Hi guys,

I try to parse html encoded in 'iso-8859-2' and with xpath want to get a specific content. The content I usually get with xpath is python unicode, but in this case it does not contain unicode code points but characters encoded in 'iso-8859-2' just like it was never decoded and put in unicode object  as it is.
Let's take for example this url: 'http://www.pkm.jaworzno.pl/rozklady/rozklad.php?kat=302_20100628&nr=14&kier=1', and do something in command line:

>>> from lxml import html
>>> import urllib2
>>> root = html.parse(urllib2.urlopen('http://www.pkm.jaworzno.pl/rozklady/rozklad.php?kat=302_20100628&nr=14&kier=1'))
>>> root.docinfo.encoding
'iso-8859-2'
>>> header = root.xpath('/html/body/center/center[1]/table/tr/td/table')[3].text_content().strip()
--*--
#### Set problem A:
Tally the lines in the records below that contain the string "pile", treating case as significant, and reply with only the number.

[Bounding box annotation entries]
--*--
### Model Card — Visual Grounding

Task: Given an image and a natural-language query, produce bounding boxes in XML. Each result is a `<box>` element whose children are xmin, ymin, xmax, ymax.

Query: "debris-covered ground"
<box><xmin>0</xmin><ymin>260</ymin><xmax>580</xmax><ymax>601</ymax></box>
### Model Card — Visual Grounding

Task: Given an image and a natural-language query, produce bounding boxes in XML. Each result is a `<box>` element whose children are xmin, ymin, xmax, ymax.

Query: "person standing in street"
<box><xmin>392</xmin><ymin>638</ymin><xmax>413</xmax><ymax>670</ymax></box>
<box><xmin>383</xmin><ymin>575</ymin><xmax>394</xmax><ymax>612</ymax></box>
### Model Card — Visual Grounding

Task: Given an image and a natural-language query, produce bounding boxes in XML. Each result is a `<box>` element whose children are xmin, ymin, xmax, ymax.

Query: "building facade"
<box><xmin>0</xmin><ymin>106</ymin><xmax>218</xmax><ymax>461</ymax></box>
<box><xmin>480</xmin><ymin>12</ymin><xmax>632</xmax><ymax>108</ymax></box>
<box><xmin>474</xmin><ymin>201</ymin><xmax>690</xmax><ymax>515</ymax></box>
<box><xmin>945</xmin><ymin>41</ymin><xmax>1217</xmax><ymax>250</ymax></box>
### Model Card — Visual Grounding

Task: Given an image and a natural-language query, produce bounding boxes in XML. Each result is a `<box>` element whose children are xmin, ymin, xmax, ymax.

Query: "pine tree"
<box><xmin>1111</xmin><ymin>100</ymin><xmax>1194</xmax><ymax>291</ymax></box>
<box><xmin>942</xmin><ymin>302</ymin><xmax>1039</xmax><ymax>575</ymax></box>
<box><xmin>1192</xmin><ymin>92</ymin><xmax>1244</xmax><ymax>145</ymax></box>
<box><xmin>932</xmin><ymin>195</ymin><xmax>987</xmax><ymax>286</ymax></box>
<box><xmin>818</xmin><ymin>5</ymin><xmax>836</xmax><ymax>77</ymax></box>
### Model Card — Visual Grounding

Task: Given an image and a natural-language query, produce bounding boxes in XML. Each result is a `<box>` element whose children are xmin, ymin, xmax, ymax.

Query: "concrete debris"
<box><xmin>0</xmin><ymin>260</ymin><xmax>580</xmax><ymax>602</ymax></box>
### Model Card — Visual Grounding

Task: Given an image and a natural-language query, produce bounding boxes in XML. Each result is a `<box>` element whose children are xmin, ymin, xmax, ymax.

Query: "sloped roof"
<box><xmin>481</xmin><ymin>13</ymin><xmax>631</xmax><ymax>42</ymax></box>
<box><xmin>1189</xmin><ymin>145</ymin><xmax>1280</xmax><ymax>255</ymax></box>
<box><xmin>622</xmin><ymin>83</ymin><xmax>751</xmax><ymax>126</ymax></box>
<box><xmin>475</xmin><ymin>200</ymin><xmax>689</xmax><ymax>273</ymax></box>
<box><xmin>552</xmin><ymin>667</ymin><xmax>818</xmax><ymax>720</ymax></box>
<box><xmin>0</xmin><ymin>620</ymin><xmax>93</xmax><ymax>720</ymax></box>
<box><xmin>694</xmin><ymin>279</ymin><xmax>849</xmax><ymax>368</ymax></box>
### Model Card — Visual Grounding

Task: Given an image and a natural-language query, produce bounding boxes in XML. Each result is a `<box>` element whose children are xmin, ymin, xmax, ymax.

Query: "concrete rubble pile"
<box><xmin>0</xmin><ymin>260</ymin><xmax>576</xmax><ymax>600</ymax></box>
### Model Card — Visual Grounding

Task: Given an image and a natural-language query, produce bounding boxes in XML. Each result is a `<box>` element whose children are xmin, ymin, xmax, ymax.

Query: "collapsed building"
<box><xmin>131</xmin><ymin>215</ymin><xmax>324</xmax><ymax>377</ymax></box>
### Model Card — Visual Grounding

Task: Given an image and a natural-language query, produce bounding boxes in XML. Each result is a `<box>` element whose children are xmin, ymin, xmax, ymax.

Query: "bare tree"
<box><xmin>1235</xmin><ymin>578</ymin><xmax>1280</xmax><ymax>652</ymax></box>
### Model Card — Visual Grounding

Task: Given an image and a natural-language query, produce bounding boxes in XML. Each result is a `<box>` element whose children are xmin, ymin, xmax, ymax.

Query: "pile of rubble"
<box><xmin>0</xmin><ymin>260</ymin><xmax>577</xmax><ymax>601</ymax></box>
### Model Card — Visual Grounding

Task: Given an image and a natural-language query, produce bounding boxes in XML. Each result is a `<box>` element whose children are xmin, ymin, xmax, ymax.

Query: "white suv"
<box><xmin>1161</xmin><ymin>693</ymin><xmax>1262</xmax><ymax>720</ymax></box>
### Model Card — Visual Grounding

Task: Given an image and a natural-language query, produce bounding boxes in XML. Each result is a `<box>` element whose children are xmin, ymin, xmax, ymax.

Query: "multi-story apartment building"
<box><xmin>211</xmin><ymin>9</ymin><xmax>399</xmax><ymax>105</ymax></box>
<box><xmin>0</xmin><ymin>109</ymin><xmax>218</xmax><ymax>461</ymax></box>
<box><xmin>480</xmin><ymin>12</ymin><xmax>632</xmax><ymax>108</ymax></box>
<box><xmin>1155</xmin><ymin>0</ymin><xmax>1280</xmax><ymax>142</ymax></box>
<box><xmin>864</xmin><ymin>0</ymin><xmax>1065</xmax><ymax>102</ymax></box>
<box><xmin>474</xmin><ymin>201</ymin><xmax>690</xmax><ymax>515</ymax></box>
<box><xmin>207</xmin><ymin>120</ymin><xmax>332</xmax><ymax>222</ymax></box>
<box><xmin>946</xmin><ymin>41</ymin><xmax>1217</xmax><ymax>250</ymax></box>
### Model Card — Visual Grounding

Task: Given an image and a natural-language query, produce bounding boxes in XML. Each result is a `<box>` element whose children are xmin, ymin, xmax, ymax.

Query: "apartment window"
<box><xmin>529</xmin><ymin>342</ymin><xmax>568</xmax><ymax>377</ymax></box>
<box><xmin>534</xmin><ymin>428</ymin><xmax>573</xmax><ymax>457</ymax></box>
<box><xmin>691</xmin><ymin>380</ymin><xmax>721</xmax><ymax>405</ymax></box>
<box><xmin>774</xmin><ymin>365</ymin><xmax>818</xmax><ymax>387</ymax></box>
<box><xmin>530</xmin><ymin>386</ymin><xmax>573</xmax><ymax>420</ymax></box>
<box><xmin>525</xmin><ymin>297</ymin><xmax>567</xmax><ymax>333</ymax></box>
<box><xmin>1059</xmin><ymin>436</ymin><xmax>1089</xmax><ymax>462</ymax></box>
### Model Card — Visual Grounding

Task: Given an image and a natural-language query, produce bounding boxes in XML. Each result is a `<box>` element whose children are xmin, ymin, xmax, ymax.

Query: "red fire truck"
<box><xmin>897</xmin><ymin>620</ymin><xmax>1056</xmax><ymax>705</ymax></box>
--*--
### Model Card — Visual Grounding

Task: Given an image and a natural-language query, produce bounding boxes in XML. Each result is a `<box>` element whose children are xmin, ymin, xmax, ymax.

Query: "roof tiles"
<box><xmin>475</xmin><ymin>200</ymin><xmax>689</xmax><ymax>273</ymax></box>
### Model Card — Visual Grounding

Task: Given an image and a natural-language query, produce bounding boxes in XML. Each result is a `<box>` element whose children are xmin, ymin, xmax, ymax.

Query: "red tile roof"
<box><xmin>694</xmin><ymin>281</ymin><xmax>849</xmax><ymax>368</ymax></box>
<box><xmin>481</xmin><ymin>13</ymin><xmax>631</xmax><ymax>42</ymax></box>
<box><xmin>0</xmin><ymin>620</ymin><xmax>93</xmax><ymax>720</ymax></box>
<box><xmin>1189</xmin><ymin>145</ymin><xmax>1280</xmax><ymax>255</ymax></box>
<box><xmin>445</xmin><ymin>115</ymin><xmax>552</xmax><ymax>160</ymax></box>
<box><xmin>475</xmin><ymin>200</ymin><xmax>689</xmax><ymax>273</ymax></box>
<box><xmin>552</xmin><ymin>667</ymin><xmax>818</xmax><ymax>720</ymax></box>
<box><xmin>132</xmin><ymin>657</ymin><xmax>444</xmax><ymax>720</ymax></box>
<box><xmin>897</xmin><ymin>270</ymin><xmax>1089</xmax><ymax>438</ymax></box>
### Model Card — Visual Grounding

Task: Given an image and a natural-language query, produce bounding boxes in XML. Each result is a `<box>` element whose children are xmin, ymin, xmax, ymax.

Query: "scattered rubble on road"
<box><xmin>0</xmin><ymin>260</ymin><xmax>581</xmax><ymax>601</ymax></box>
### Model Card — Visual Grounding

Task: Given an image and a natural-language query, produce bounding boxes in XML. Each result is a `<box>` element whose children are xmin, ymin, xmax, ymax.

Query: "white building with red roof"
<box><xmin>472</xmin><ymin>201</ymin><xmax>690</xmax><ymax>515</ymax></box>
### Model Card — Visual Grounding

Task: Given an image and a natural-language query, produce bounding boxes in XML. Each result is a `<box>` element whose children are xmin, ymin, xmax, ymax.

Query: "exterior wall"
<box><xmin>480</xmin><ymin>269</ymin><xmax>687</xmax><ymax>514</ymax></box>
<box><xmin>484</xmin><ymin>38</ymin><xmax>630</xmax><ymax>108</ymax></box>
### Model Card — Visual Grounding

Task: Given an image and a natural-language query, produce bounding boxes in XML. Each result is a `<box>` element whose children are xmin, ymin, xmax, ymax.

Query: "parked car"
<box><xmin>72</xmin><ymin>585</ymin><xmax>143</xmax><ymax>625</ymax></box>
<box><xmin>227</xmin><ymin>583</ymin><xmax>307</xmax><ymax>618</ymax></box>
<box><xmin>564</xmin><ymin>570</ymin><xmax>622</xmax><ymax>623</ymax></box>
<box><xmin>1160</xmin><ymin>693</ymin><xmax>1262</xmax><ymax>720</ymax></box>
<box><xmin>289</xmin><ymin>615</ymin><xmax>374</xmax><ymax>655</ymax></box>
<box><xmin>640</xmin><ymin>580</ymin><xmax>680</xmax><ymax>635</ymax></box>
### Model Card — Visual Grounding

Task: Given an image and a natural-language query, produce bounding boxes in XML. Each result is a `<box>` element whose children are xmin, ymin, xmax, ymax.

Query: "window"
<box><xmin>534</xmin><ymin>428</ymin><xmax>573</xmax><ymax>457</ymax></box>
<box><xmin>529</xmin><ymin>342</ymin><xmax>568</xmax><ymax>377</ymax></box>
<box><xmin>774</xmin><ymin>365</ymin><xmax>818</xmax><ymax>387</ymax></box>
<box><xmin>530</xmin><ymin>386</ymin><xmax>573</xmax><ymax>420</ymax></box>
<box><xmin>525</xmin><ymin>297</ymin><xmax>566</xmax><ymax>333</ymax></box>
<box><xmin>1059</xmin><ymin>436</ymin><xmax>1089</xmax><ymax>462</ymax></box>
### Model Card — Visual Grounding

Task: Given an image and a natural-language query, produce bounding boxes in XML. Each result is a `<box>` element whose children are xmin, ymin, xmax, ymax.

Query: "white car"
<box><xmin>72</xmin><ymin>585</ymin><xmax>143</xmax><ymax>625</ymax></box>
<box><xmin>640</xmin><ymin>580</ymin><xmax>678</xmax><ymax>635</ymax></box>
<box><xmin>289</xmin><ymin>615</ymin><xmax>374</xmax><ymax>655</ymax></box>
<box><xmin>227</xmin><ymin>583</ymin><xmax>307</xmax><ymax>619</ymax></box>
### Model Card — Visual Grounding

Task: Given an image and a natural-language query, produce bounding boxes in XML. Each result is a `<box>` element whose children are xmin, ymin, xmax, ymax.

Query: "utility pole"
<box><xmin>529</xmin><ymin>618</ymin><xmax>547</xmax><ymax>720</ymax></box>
--*--
#### Set problem B:
Retype the part of the forum post on parsing iso-8859-2 HTML above, character for character, between "I try to parse" and "object  as it is.", inclusive.

#### Correct output A:
2

#### Correct output B:
I try to parse html encoded in 'iso-8859-2' and with xpath want to get a specific content. The content I usually get with xpath is python unicode, but in this case it does not contain unicode code points but characters encoded in 'iso-8859-2' just like it was never decoded and put in unicode object  as it is.